* _Task item_
Return, word for word, the lines running from the one that contains "of the round" to the final line of the listing below.

Data provided: Begin

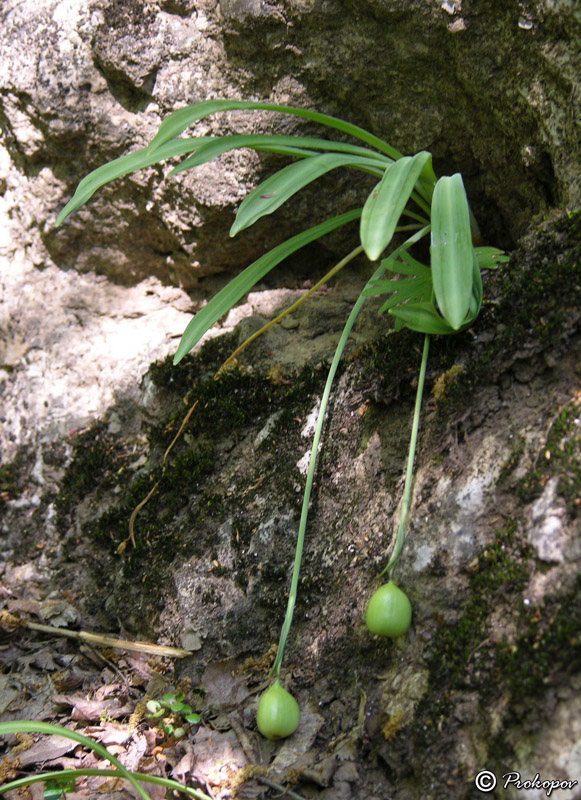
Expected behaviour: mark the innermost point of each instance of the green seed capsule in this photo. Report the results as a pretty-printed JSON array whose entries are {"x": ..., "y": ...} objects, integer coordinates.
[
  {"x": 389, "y": 612},
  {"x": 278, "y": 713}
]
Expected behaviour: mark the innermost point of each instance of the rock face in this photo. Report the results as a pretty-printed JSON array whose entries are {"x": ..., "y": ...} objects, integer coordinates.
[
  {"x": 491, "y": 92},
  {"x": 488, "y": 676}
]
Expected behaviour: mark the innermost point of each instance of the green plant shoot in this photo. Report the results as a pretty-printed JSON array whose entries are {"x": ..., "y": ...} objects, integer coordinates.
[{"x": 442, "y": 297}]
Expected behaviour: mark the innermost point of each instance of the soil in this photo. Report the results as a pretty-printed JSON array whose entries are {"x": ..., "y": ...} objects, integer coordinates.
[{"x": 488, "y": 675}]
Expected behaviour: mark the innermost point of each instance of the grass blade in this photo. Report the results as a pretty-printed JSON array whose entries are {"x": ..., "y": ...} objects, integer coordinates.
[
  {"x": 287, "y": 145},
  {"x": 422, "y": 317},
  {"x": 28, "y": 726},
  {"x": 177, "y": 122},
  {"x": 387, "y": 201},
  {"x": 123, "y": 166},
  {"x": 451, "y": 250},
  {"x": 238, "y": 286},
  {"x": 277, "y": 189}
]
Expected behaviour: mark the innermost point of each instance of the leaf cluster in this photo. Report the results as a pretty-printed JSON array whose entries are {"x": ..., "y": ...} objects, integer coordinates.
[
  {"x": 441, "y": 298},
  {"x": 170, "y": 713}
]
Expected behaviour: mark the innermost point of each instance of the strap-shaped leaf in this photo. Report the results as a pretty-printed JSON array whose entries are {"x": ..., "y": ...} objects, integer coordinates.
[
  {"x": 422, "y": 317},
  {"x": 123, "y": 166},
  {"x": 287, "y": 145},
  {"x": 277, "y": 189},
  {"x": 238, "y": 286},
  {"x": 451, "y": 250},
  {"x": 387, "y": 201},
  {"x": 177, "y": 122}
]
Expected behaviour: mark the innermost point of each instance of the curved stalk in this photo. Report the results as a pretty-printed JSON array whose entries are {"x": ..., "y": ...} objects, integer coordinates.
[
  {"x": 61, "y": 775},
  {"x": 275, "y": 670},
  {"x": 407, "y": 490}
]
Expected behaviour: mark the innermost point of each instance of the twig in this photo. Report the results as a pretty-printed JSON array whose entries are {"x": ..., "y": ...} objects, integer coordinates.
[
  {"x": 11, "y": 622},
  {"x": 284, "y": 792}
]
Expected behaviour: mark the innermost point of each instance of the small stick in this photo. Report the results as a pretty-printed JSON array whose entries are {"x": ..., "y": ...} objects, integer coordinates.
[{"x": 108, "y": 641}]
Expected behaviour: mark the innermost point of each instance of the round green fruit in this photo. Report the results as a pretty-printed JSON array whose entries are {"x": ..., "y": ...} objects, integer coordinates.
[
  {"x": 389, "y": 612},
  {"x": 278, "y": 713}
]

Data provided: End

* _Completed exercise_
Expected behaviour: mark the innermost point of each instance of the round green fruit in this photo. Report the results as a pretty-printed JSON array whose entries are {"x": ..., "y": ...} objects, integer coordinates.
[
  {"x": 389, "y": 612},
  {"x": 278, "y": 713}
]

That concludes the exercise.